Work to complete> Retyping all the entries exactly is the whole task.

Records for the task>
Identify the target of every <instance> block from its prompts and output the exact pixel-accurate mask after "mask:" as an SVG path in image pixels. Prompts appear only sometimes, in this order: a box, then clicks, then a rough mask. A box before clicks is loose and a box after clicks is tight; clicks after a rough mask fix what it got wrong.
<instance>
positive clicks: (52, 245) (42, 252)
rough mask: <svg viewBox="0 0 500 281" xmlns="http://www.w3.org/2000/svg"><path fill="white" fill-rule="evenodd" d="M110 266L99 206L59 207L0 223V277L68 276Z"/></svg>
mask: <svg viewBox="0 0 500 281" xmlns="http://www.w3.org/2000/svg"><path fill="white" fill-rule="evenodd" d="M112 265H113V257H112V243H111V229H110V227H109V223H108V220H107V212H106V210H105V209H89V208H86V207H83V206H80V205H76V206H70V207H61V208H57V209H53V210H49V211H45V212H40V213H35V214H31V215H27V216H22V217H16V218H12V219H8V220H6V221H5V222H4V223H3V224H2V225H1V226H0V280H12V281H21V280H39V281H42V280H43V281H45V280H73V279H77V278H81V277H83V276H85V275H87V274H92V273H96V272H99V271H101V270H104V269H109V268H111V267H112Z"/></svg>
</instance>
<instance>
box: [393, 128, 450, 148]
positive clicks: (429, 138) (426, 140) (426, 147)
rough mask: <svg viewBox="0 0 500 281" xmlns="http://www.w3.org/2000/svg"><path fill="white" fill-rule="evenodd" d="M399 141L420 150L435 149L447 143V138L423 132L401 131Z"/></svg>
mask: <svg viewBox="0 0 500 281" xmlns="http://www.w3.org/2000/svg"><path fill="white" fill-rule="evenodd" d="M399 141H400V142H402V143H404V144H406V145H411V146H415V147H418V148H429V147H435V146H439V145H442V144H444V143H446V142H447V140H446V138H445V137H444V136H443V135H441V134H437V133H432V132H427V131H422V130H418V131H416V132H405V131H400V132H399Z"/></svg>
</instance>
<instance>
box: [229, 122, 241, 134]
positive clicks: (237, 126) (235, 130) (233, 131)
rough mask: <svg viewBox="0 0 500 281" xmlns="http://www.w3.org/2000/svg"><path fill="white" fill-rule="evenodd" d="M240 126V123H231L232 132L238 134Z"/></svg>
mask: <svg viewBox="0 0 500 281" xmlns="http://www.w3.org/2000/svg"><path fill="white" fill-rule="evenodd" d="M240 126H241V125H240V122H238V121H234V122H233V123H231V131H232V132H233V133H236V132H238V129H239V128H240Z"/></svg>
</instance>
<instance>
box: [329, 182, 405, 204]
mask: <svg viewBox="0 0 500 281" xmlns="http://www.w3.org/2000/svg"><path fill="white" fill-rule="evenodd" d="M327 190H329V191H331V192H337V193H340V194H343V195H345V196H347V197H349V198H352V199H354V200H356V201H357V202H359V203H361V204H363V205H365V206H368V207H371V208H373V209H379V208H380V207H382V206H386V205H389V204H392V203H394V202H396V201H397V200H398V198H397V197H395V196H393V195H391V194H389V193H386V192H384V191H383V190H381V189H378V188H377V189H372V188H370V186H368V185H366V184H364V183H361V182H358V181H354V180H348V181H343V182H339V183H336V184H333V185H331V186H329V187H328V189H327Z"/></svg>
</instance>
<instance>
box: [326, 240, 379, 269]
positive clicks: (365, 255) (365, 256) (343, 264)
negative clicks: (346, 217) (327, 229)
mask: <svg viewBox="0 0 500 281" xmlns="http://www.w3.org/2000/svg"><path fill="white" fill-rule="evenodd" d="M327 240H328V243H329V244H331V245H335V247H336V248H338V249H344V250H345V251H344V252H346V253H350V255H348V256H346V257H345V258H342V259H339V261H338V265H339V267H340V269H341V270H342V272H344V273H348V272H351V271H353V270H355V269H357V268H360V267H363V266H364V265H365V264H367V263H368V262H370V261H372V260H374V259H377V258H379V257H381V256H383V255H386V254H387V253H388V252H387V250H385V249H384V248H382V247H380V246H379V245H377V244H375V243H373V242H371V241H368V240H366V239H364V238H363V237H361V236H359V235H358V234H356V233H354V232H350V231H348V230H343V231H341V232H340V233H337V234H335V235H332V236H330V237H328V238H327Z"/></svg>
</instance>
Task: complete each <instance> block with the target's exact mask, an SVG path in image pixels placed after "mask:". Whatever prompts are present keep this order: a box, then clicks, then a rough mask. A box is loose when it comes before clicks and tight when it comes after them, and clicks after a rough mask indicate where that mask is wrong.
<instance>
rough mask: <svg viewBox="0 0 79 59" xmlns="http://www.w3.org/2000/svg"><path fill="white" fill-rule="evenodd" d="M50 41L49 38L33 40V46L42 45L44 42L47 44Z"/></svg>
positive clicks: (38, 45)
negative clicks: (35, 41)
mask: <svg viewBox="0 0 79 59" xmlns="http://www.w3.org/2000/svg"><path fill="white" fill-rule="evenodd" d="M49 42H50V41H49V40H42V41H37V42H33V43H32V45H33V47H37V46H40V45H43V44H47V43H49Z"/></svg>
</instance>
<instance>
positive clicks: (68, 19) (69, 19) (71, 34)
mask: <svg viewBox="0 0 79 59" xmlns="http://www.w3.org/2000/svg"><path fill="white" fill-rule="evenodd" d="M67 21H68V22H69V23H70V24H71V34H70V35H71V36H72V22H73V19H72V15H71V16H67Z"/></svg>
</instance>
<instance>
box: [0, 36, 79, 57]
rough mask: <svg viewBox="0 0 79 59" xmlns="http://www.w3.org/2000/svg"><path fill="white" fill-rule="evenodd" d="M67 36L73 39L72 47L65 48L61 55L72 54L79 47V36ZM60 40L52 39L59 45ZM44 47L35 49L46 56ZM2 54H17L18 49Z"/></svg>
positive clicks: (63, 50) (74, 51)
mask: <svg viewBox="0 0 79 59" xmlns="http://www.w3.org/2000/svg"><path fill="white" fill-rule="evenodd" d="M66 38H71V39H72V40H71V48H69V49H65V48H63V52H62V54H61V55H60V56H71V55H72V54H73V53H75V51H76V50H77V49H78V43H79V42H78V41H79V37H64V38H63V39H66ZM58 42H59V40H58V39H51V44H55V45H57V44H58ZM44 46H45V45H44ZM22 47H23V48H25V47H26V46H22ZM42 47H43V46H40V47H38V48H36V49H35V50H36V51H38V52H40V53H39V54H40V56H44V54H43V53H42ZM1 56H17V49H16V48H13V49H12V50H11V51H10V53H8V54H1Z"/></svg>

Task solution>
Identify the target of every <instance> block from its prompts and output the exact pixel-accurate mask after "mask:" as an SVG path in image pixels. Prompts appear only sometimes, in this order: a box, then clicks, then a rough mask. A box before clicks is loose and a box after clicks is tight; clicks after a rough mask fix what it got wrong.
<instance>
positive clicks: (52, 245) (42, 252)
rough mask: <svg viewBox="0 0 500 281" xmlns="http://www.w3.org/2000/svg"><path fill="white" fill-rule="evenodd" d="M110 266L99 206L59 207L0 223V277L68 276Z"/></svg>
mask: <svg viewBox="0 0 500 281" xmlns="http://www.w3.org/2000/svg"><path fill="white" fill-rule="evenodd" d="M112 265H113V257H112V243H111V229H110V227H109V223H108V220H107V212H106V210H105V209H89V208H86V207H83V206H80V205H76V206H70V207H61V208H57V209H53V210H49V211H45V212H40V213H35V214H31V215H27V216H22V217H16V218H12V219H8V220H6V221H5V222H4V223H3V224H2V225H1V226H0V280H12V281H21V280H39V281H42V280H43V281H45V280H73V279H77V278H81V277H83V276H85V275H87V274H92V273H96V272H99V271H101V270H104V269H109V268H111V267H112Z"/></svg>
</instance>
<instance>
box: [393, 128, 450, 148]
positive clicks: (429, 138) (426, 140) (426, 147)
rough mask: <svg viewBox="0 0 500 281" xmlns="http://www.w3.org/2000/svg"><path fill="white" fill-rule="evenodd" d="M399 141L420 150L435 149L447 143V138L423 132L401 131Z"/></svg>
mask: <svg viewBox="0 0 500 281" xmlns="http://www.w3.org/2000/svg"><path fill="white" fill-rule="evenodd" d="M399 141H400V142H402V143H404V144H406V145H411V146H415V147H418V148H429V147H435V146H439V145H442V144H444V143H446V142H447V140H446V138H445V137H444V136H443V135H441V134H437V133H432V132H427V131H422V130H418V131H416V132H405V131H400V132H399Z"/></svg>
</instance>
<instance>
box: [229, 122, 241, 134]
positive clicks: (237, 126) (235, 130) (233, 131)
rough mask: <svg viewBox="0 0 500 281" xmlns="http://www.w3.org/2000/svg"><path fill="white" fill-rule="evenodd" d="M240 126V123H231L232 132L238 134Z"/></svg>
mask: <svg viewBox="0 0 500 281" xmlns="http://www.w3.org/2000/svg"><path fill="white" fill-rule="evenodd" d="M240 126H241V125H240V122H238V121H234V122H233V123H231V131H232V132H233V133H236V132H238V129H239V128H240Z"/></svg>
</instance>
<instance>
box: [329, 182, 405, 204]
mask: <svg viewBox="0 0 500 281" xmlns="http://www.w3.org/2000/svg"><path fill="white" fill-rule="evenodd" d="M327 190H329V191H331V192H337V193H340V194H343V195H345V196H347V197H349V198H352V199H354V200H356V201H357V202H359V203H361V204H363V205H365V206H368V207H371V208H373V209H379V208H380V207H382V206H386V205H389V204H392V203H394V202H396V201H397V200H398V198H397V197H395V196H393V195H391V194H389V193H386V192H384V191H383V190H381V189H378V188H377V189H372V188H370V186H368V185H366V184H364V183H361V182H358V181H354V180H348V181H343V182H339V183H336V184H333V185H331V186H329V187H328V189H327Z"/></svg>
</instance>
<instance>
box: [326, 240, 379, 269]
positive clicks: (365, 255) (365, 256) (343, 264)
negative clicks: (346, 217) (327, 229)
mask: <svg viewBox="0 0 500 281" xmlns="http://www.w3.org/2000/svg"><path fill="white" fill-rule="evenodd" d="M327 240H328V243H329V244H331V245H335V247H336V248H338V249H344V250H345V251H344V252H346V253H350V255H348V256H346V257H345V258H342V259H339V261H338V265H339V267H340V269H341V270H342V272H344V273H348V272H351V271H353V270H355V269H357V268H360V267H363V266H364V265H365V264H367V263H368V262H370V261H372V260H374V259H377V258H379V257H381V256H383V255H386V254H387V253H388V252H387V250H385V249H384V248H382V247H380V246H379V245H377V244H375V243H373V242H371V241H368V240H366V239H364V238H363V237H361V236H359V235H358V234H356V233H354V232H350V231H348V230H343V231H341V232H340V233H337V234H335V235H332V236H330V237H328V238H327Z"/></svg>
</instance>
Task: complete each <instance> block with the target's exact mask, an SVG path in image pixels placed after "mask:". Whatever prompts are present keep this order: a box, then clicks, then a rough mask. A box is loose when it comes before clicks and tight when it comes after them, and clicks after a rough mask indicate where that mask is wrong.
<instance>
rough mask: <svg viewBox="0 0 79 59" xmlns="http://www.w3.org/2000/svg"><path fill="white" fill-rule="evenodd" d="M50 41L49 38L33 40V46L42 45L44 42L47 44Z"/></svg>
positive clicks: (38, 45)
negative clicks: (35, 41)
mask: <svg viewBox="0 0 79 59" xmlns="http://www.w3.org/2000/svg"><path fill="white" fill-rule="evenodd" d="M49 42H50V41H49V40H42V41H37V42H33V43H32V45H33V47H37V46H40V45H43V44H47V43H49Z"/></svg>
</instance>
<instance>
positive clicks: (68, 19) (69, 19) (71, 34)
mask: <svg viewBox="0 0 79 59" xmlns="http://www.w3.org/2000/svg"><path fill="white" fill-rule="evenodd" d="M67 21H68V22H69V23H70V24H71V34H70V35H71V36H72V22H73V19H72V15H71V16H67Z"/></svg>
</instance>
<instance>
box: [0, 36, 79, 57]
rough mask: <svg viewBox="0 0 79 59" xmlns="http://www.w3.org/2000/svg"><path fill="white" fill-rule="evenodd" d="M67 36L73 39L72 47L65 48L61 55L72 54L79 47V36ZM60 40L52 39L59 45ZM44 47L35 49L46 56ZM2 54H17L18 49Z"/></svg>
positive clicks: (63, 50) (74, 51)
mask: <svg viewBox="0 0 79 59" xmlns="http://www.w3.org/2000/svg"><path fill="white" fill-rule="evenodd" d="M66 38H71V39H72V40H71V48H69V49H65V48H63V52H62V54H61V55H60V56H71V55H72V54H73V53H75V51H76V50H77V49H78V43H79V42H78V41H79V37H64V38H63V39H66ZM58 42H59V40H58V39H51V44H55V45H57V44H58ZM44 46H45V45H44ZM22 47H23V48H25V47H26V46H22ZM42 47H43V46H40V47H38V48H36V49H35V50H36V51H38V52H40V53H39V54H40V56H44V54H43V53H42ZM1 56H17V49H16V48H13V49H12V50H11V51H10V53H8V54H1Z"/></svg>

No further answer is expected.